# Excerpt to read

There’s a new bill on the table that would make their education free. It’s a bill aimed at ending the state’s teacher shortage.

Paraprofessionals are sometimes mislabeled as teacher’s aids, but the president of the Hartford Federation of Para Educators said she knows they’re more than that.

“We help with the learning, but we helped shape the students,” said Shellye Davis, president, Hartford Federation of Para Educators.

Davis said she has worked as para for more than 30 years.

She has seen her peers step into the roles of teachers without the title, pay and full education.

She said some paras want to climb the ladder.

“We have people right here that have been in the classroom, that have the teaching skills, that have the knowledge, that know what it’s like to be a teacher,” Davis said.

She teamed up with Democratic state Rep. Maryam Khan to design a bill that would completely waive tuition for paraeducators who want a teaching degree.

“They can’t afford the four years, you just can’t,” Davis explained. “The average [tuition] is $24,000. Think about that.”

If the $24,000 was brought down to nothing, Davis said paras across the state could get ahead, financially and emotionally.

# What you will do
- A) Copy out the paraeducator tuition bill excerpt word for word, everything from "Paraprofessionals are sometimes" down to "than 30 years.".
- B) According to the paraeducator tuition bill excerpt, what do Davis's peers lack when they step into the roles of teachers? List each one.
- C) How long has Davis worked as a para, according to the paraeducator tuition bill excerpt?

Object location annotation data
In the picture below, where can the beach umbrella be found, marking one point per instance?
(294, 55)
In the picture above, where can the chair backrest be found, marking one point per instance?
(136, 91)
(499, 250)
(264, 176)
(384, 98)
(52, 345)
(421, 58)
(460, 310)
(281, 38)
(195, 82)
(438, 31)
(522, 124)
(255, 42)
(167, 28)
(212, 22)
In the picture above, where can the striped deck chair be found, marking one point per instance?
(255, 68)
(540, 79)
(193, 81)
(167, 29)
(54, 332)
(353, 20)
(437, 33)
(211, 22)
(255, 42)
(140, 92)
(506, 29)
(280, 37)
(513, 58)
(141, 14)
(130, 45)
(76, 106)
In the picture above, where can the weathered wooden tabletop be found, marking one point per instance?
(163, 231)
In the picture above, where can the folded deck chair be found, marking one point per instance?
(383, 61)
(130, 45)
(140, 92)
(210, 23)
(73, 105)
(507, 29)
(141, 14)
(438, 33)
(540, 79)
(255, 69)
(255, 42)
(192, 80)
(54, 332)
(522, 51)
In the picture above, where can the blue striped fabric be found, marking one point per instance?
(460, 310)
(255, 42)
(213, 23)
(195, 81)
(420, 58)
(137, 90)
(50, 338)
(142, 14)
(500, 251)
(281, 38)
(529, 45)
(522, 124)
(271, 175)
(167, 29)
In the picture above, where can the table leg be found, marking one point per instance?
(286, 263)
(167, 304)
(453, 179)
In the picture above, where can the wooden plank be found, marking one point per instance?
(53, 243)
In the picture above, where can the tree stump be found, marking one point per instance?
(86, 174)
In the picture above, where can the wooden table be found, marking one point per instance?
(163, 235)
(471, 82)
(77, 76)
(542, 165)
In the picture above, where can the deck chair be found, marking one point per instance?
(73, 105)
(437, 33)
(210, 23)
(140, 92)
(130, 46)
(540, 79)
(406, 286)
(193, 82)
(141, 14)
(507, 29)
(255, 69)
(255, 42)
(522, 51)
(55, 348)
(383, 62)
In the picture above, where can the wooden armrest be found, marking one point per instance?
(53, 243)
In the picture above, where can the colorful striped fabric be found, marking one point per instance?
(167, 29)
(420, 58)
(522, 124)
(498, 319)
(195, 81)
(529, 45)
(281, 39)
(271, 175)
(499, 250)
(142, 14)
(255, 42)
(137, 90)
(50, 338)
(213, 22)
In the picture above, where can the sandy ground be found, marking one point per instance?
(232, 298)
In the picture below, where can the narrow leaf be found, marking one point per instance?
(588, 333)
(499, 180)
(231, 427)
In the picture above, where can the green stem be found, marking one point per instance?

# Solution list
- A)
Paraprofessionals are sometimes mislabeled as teacher’s aids, but the president of the Hartford Federation of Para Educators said she knows they’re more than that.

“We help with the learning, but we helped shape the students,” said Shellye Davis, president, Hartford Federation of Para Educators.

Davis said she has worked as para for more than 30 years.

- B)
- The title
- Pay
- Full education

- C) More than 30 years.